Passage for review
-*-*-

Why "initializer element is not a constant" is... not working anymore?

Question

static const int a = 42;
static const int b = a;

I would expect a compilation error in such code. The initializer must be a constant expression or a string literal. A value stored in an object with the type int with const type qualifier is not a constant expression.

I compile with -Wall -Wextra -pedantic, even with -ansi. Then:

• the code compiles fine on gcc8.2 and gcc 8.1
• the code fails to compile on gcc lower then 7.4 with error: initializer element is not constant
• the code compiles fine on all clang versions

Surprisingly, the following:

static const char * const a = "a";
static const char * const b = a;

• works on gcc 8.2
• fails on gcc below 7.4 with error: initializer element is not constant
• works on clang greater then 4.0
• fails on clang lower then 3.9.1 with error: initializer element is not a compile-time constant

For the snipped below, I think I was 100% sure that it should not compile:

static const int a[] = { 1, 2, 3 };
static const int b = a[1];

, but:

• it works on gcc 8.2
• it fails on gcc lower then 7.4 with error: initializer element is not constant
• and it fails on any version of clang

I tried browsing the net for an explanation, which mostly resulted in copying the code out of old stackoverflow questions about not constant intializers and finding out if they work now. I couldn't find anything relevant in gcc 8 changes.

-*-*-

Given records
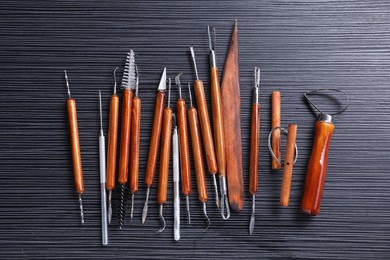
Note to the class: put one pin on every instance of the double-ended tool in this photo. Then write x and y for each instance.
(102, 160)
(75, 147)
(155, 140)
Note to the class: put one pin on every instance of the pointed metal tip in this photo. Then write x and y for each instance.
(163, 81)
(162, 220)
(81, 209)
(207, 217)
(145, 209)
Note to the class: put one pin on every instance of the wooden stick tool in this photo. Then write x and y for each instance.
(289, 161)
(75, 146)
(154, 140)
(254, 152)
(205, 127)
(219, 141)
(318, 163)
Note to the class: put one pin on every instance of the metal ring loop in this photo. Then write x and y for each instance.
(327, 89)
(285, 132)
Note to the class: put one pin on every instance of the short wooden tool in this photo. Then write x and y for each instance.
(276, 142)
(318, 163)
(232, 124)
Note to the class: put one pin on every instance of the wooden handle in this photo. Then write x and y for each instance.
(164, 157)
(275, 138)
(216, 104)
(112, 142)
(155, 139)
(205, 127)
(134, 144)
(197, 153)
(254, 153)
(184, 148)
(123, 173)
(316, 169)
(75, 145)
(288, 165)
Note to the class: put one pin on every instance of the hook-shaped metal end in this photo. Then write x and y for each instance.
(178, 83)
(114, 76)
(188, 209)
(252, 221)
(207, 217)
(194, 62)
(224, 198)
(189, 91)
(145, 209)
(216, 190)
(67, 83)
(81, 209)
(162, 220)
(109, 206)
(169, 92)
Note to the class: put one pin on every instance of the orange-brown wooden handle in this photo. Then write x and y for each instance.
(219, 138)
(254, 153)
(112, 142)
(288, 165)
(155, 139)
(197, 153)
(316, 169)
(135, 144)
(75, 145)
(123, 173)
(184, 148)
(205, 127)
(275, 138)
(164, 158)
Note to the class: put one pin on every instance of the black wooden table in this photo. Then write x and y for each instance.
(299, 45)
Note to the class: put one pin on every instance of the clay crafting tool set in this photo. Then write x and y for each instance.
(216, 144)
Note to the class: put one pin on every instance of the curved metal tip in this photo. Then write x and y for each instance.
(216, 191)
(114, 76)
(67, 83)
(207, 217)
(132, 207)
(162, 220)
(145, 209)
(81, 209)
(109, 206)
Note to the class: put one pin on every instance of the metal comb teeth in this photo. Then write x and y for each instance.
(129, 77)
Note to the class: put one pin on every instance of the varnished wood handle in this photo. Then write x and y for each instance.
(75, 145)
(288, 165)
(219, 138)
(123, 173)
(184, 148)
(155, 139)
(197, 153)
(164, 157)
(316, 169)
(112, 142)
(135, 144)
(205, 127)
(275, 138)
(254, 153)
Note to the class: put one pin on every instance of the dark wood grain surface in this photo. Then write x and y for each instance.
(299, 46)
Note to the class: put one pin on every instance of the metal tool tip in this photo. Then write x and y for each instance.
(81, 209)
(207, 217)
(162, 220)
(145, 209)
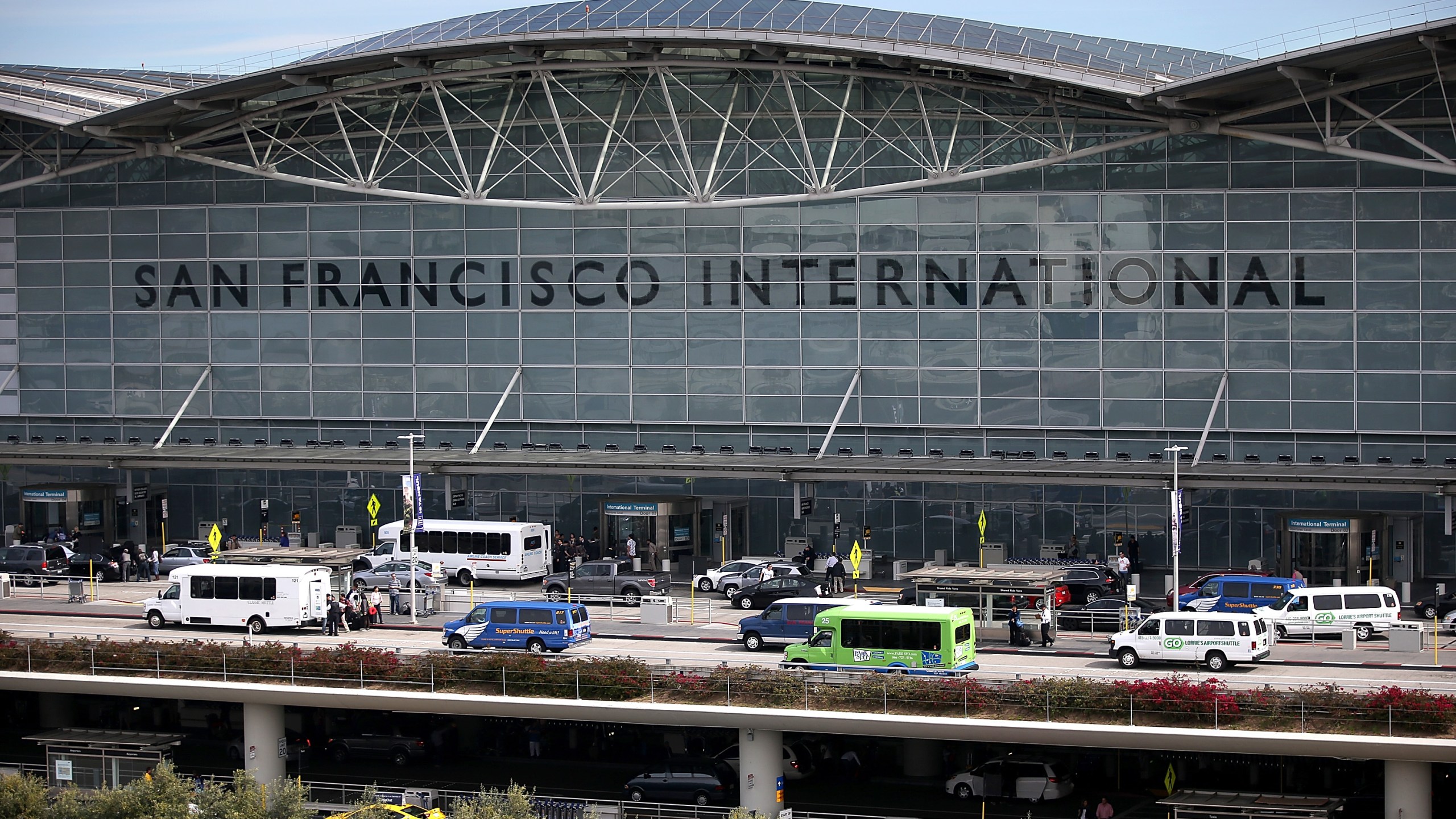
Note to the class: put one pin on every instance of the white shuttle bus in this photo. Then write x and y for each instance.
(472, 550)
(255, 597)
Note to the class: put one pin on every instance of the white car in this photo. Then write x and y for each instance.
(1014, 777)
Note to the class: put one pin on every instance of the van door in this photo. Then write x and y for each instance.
(1178, 631)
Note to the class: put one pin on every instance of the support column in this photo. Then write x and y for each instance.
(760, 770)
(921, 758)
(263, 730)
(1407, 791)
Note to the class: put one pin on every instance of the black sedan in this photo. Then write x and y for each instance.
(85, 564)
(763, 594)
(1107, 614)
(1433, 605)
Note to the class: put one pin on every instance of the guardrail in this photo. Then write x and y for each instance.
(1168, 701)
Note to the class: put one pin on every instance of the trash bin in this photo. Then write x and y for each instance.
(1405, 637)
(657, 611)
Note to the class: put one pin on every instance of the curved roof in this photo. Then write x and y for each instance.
(1145, 61)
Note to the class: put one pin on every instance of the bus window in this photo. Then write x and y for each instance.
(226, 588)
(250, 588)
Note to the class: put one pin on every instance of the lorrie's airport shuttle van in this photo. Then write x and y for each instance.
(253, 597)
(1216, 639)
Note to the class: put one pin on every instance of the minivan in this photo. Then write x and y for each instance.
(535, 626)
(1215, 639)
(789, 620)
(1236, 594)
(1366, 610)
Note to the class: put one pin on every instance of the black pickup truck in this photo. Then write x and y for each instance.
(607, 577)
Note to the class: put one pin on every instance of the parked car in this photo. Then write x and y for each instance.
(731, 584)
(799, 760)
(177, 557)
(379, 576)
(378, 742)
(710, 581)
(35, 564)
(1434, 605)
(89, 564)
(763, 594)
(695, 781)
(1093, 582)
(1014, 777)
(1203, 579)
(1107, 614)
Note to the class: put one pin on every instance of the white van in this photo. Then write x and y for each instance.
(255, 597)
(474, 550)
(1216, 639)
(1366, 610)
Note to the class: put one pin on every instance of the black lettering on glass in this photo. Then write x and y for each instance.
(574, 286)
(1004, 282)
(623, 286)
(373, 286)
(1116, 286)
(328, 276)
(934, 274)
(1206, 288)
(887, 274)
(1301, 297)
(1256, 282)
(292, 283)
(183, 286)
(222, 282)
(146, 291)
(838, 284)
(548, 291)
(459, 276)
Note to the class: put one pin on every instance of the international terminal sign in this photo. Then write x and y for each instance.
(957, 282)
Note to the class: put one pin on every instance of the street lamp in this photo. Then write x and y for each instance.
(1177, 521)
(410, 525)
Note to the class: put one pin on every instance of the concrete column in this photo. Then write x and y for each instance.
(760, 768)
(921, 758)
(56, 710)
(263, 729)
(1407, 791)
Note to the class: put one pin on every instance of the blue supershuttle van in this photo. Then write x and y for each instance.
(532, 626)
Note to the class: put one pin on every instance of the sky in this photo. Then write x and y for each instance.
(197, 34)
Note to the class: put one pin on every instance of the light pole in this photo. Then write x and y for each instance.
(1177, 521)
(410, 525)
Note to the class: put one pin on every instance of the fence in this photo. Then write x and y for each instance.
(1168, 701)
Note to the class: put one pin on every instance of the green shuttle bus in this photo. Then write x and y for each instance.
(908, 639)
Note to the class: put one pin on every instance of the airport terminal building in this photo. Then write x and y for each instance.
(746, 270)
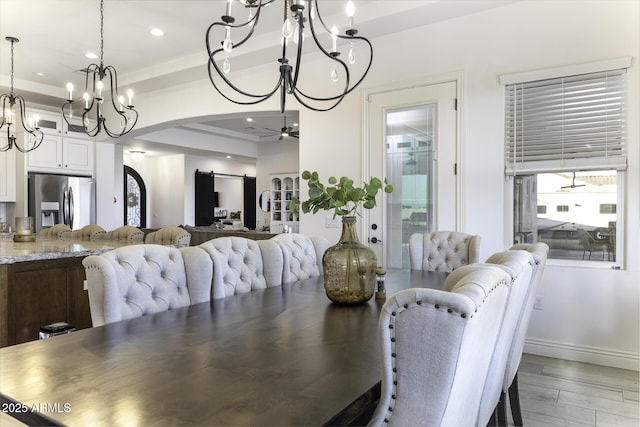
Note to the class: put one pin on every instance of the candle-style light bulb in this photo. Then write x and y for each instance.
(351, 10)
(227, 44)
(287, 28)
(226, 66)
(352, 56)
(70, 89)
(250, 19)
(334, 38)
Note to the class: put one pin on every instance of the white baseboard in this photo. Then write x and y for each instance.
(597, 356)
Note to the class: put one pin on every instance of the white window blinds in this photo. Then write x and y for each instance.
(566, 123)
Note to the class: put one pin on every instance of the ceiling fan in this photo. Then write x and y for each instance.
(573, 183)
(286, 131)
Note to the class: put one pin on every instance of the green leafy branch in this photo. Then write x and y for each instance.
(341, 196)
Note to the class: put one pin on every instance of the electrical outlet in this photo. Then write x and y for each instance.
(330, 222)
(538, 304)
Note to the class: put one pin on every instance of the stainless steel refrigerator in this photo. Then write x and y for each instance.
(59, 199)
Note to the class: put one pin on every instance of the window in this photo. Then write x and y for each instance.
(565, 149)
(608, 208)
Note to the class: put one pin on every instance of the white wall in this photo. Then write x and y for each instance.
(589, 314)
(109, 185)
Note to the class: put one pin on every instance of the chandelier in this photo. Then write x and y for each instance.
(289, 79)
(10, 119)
(100, 102)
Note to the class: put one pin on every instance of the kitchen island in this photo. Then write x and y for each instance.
(42, 282)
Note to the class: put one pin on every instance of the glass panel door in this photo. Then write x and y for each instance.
(410, 167)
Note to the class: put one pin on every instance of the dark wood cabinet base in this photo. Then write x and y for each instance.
(37, 293)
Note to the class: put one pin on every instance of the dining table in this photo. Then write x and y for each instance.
(282, 356)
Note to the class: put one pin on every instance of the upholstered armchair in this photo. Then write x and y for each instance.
(137, 280)
(436, 350)
(54, 232)
(539, 251)
(443, 250)
(238, 265)
(88, 232)
(175, 236)
(125, 234)
(302, 255)
(520, 265)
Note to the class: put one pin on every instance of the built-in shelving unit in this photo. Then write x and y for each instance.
(283, 188)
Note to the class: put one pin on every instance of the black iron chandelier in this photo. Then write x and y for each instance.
(33, 137)
(101, 103)
(289, 78)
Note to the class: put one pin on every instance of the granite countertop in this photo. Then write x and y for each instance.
(43, 249)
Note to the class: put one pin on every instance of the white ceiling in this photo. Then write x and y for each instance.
(55, 34)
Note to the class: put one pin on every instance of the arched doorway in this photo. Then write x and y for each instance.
(135, 194)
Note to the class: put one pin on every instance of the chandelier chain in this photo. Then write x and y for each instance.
(101, 32)
(12, 43)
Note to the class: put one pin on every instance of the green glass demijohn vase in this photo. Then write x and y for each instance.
(349, 267)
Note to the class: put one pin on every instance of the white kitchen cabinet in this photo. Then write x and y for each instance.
(283, 188)
(63, 148)
(7, 172)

-*-*-

Problem
Copy the part of the forum thread on the initializer error between "I tried browsing" and "gcc 8 changes.", inclusive, switching "explanation" to "answer".

Written response
I tried browsing the net for an answer, which mostly resulted in copying the code out of old stackoverflow questions about not constant intializers and finding out if they work now. I couldn't find anything relevant in gcc 8 changes.